**Task prompt**
Transcribe the lines exactly, beginning with the one that contains "One keypoint belongs to every instance. Tag the memorial" and ending with the final line of the records. Do not transcribe pictures.

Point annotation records

______________________________

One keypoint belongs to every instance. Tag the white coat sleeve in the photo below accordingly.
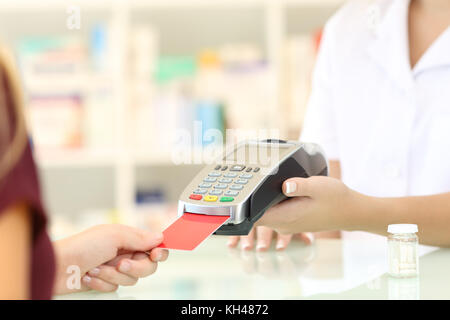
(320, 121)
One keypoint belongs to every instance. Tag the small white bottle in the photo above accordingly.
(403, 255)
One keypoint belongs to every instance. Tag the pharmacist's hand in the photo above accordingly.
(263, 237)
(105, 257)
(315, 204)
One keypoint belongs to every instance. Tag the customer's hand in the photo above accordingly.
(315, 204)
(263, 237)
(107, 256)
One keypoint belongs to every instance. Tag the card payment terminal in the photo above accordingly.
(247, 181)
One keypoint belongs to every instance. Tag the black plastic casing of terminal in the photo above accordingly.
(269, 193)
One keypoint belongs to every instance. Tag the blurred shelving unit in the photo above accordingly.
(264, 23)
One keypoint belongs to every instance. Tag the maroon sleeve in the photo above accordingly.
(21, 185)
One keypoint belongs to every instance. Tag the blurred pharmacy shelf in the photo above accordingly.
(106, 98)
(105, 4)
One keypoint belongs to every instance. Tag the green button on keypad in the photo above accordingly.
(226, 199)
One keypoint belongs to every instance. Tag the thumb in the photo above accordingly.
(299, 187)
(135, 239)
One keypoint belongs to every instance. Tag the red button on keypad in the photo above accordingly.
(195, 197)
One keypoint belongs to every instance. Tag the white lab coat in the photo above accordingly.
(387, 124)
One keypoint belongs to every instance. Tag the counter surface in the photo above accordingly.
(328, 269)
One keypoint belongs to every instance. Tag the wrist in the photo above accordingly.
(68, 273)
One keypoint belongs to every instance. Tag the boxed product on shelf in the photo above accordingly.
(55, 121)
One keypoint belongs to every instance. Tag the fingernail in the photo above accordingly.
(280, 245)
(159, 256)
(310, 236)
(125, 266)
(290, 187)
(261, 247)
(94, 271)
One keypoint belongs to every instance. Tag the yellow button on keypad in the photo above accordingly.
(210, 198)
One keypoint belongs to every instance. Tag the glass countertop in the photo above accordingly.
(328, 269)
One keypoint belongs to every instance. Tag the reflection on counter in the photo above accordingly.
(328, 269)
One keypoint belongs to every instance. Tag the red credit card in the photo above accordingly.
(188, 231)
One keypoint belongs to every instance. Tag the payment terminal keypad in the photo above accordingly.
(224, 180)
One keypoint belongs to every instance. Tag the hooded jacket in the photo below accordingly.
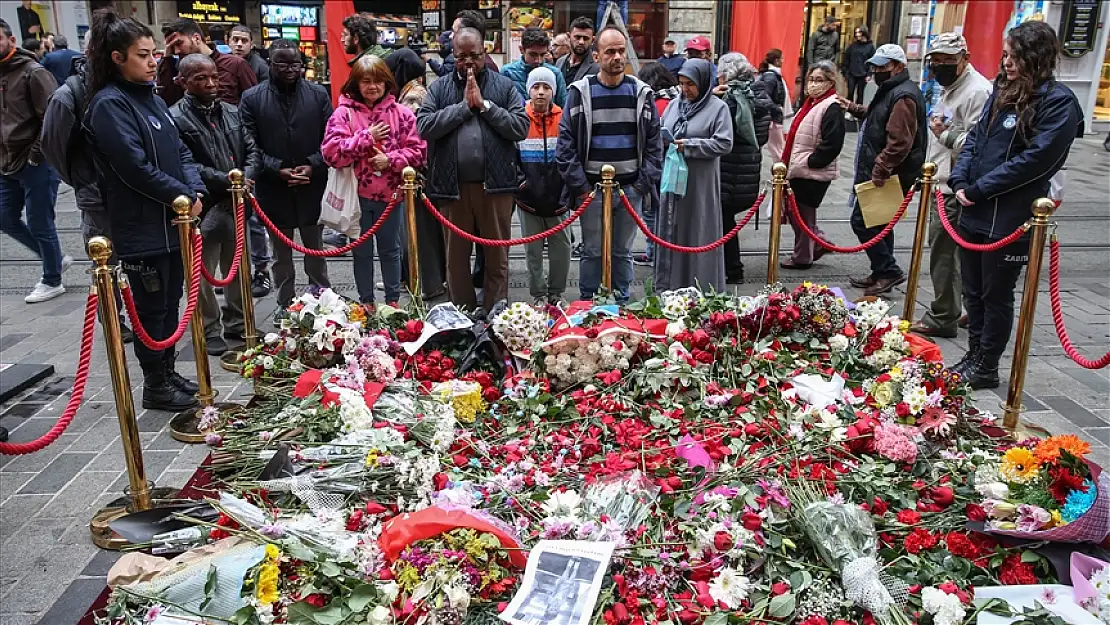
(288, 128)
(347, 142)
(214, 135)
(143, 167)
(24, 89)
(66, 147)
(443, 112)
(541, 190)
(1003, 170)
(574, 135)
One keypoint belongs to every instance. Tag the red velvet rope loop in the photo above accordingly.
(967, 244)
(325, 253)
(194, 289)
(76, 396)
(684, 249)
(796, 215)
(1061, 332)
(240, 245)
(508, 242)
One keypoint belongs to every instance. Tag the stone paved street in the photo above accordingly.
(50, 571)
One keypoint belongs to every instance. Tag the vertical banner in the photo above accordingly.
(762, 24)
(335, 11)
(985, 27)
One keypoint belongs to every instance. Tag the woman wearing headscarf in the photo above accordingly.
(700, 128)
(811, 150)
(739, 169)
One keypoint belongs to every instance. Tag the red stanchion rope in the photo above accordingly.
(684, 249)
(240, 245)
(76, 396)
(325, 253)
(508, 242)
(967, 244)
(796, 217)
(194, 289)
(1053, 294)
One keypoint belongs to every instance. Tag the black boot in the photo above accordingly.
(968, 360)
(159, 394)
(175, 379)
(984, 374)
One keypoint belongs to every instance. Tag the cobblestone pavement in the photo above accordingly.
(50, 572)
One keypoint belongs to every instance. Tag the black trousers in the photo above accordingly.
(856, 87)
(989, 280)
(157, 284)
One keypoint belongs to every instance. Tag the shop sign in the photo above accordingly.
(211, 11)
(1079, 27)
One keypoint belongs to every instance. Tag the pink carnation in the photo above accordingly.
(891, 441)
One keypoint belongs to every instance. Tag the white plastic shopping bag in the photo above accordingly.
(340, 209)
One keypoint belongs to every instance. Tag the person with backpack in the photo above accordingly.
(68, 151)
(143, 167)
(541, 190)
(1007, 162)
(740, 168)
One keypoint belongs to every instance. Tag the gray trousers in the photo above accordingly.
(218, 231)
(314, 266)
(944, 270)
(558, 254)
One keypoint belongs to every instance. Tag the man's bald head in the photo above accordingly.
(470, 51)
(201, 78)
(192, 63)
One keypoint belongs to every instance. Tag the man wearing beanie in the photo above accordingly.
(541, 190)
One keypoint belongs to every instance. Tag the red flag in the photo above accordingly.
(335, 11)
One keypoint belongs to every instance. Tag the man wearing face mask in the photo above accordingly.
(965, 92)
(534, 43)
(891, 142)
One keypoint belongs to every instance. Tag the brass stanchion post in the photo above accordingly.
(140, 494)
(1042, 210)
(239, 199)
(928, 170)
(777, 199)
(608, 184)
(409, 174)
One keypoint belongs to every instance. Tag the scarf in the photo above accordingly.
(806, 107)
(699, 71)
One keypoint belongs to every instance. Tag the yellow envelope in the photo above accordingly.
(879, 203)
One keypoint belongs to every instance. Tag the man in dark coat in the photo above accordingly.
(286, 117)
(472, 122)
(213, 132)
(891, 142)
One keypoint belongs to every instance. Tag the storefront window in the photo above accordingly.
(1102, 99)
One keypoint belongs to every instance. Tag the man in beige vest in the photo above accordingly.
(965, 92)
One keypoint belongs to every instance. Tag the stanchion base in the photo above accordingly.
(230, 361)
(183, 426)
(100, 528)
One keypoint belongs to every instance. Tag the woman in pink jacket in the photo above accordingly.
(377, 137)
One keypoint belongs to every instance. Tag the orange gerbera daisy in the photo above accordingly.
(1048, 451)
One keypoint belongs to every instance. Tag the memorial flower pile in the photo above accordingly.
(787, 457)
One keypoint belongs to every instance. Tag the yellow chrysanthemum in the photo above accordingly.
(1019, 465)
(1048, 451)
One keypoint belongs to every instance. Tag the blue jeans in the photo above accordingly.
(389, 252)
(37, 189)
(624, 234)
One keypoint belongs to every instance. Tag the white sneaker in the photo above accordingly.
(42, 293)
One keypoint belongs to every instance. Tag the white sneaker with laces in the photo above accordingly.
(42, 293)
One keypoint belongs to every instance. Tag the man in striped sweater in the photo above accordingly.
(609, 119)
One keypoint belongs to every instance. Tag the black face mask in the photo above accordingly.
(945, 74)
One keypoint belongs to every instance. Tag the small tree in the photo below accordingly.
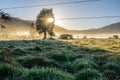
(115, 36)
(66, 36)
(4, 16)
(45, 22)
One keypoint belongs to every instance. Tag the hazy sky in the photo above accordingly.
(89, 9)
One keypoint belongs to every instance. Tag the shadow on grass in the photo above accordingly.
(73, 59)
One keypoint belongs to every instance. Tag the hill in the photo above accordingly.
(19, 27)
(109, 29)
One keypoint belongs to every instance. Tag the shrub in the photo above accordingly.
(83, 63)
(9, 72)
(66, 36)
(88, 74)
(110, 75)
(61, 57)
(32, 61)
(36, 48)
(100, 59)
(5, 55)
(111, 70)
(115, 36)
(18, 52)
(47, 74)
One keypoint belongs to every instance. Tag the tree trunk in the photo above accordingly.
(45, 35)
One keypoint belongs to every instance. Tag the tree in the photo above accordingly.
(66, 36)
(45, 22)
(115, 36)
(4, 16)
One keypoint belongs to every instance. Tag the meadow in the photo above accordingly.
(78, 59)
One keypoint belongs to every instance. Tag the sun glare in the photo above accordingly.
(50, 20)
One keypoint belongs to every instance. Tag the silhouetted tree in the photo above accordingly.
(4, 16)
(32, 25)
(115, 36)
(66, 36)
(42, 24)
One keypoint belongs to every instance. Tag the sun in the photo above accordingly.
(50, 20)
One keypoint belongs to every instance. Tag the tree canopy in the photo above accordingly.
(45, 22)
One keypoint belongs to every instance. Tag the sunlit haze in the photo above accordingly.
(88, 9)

______________________________

**Problem solution**
One keypoint belongs to every instance. Tag the memorial flower pile in the photo above accordingly.
(787, 457)
One keypoint belongs to every instance. Tag the yellow chrysanthemum in the photo above accordingly.
(1019, 465)
(1048, 451)
One keypoint belongs to every instance. Tag the blue jeans in the photo above accordingly.
(389, 252)
(37, 189)
(624, 234)
One keypoint belongs to every instance. Tag the white sneaker in the photo above accordingly.
(42, 293)
One keypoint belongs to every instance. Tag the white sneaker with laces in the photo above accordingly.
(42, 293)
One keypoint belongs to every instance. Tag the man in striped sweater in the photo above accordingly.
(609, 119)
One keypoint belongs to every instance. Tag the black face mask in the photo above accordingly.
(945, 74)
One keypoint belongs to every instance. Tag the small tree in the photo below accordingly.
(115, 36)
(66, 36)
(4, 16)
(45, 22)
One keypoint belongs to every instance. Tag the hazy sky in the photo above accordingly.
(89, 9)
One keypoint belongs to every instance. Tag the shadow on grass in the photo above accordingly.
(73, 59)
One keypoint belongs to every instance. Tag the hill in the photo above accordingly.
(19, 27)
(109, 29)
One keypoint belongs to every instance. Tag the shrub in the photo above accordingly.
(83, 63)
(9, 72)
(66, 36)
(88, 74)
(110, 75)
(61, 57)
(32, 61)
(36, 48)
(100, 59)
(5, 55)
(111, 70)
(115, 36)
(18, 52)
(47, 74)
One keypoint belongs to every instance. Tag the tree trunk in the photo above accordingly.
(45, 35)
One keypoint belongs to every instance. Tag the tree in the photo above accordingly.
(66, 36)
(45, 22)
(115, 36)
(4, 16)
One keypoint belongs to every instance. Tag the meadow in the photo above accordingly.
(78, 59)
One keypoint belongs to every instance. Tag the sun glare in the photo above accordingly.
(50, 20)
One keypoint belongs to every instance. Tag the silhouetted tree in the photo above accordingly.
(4, 16)
(32, 25)
(115, 36)
(66, 36)
(42, 24)
One keypoint belongs to every instance. Tag the sun in the photo above accordingly.
(50, 20)
One keypoint belongs to every instance. Tag the tree canopy in the photo above accordingly.
(45, 22)
One keypoint belongs to every instance. Tag the sunlit haze in the photo above accordingly.
(88, 9)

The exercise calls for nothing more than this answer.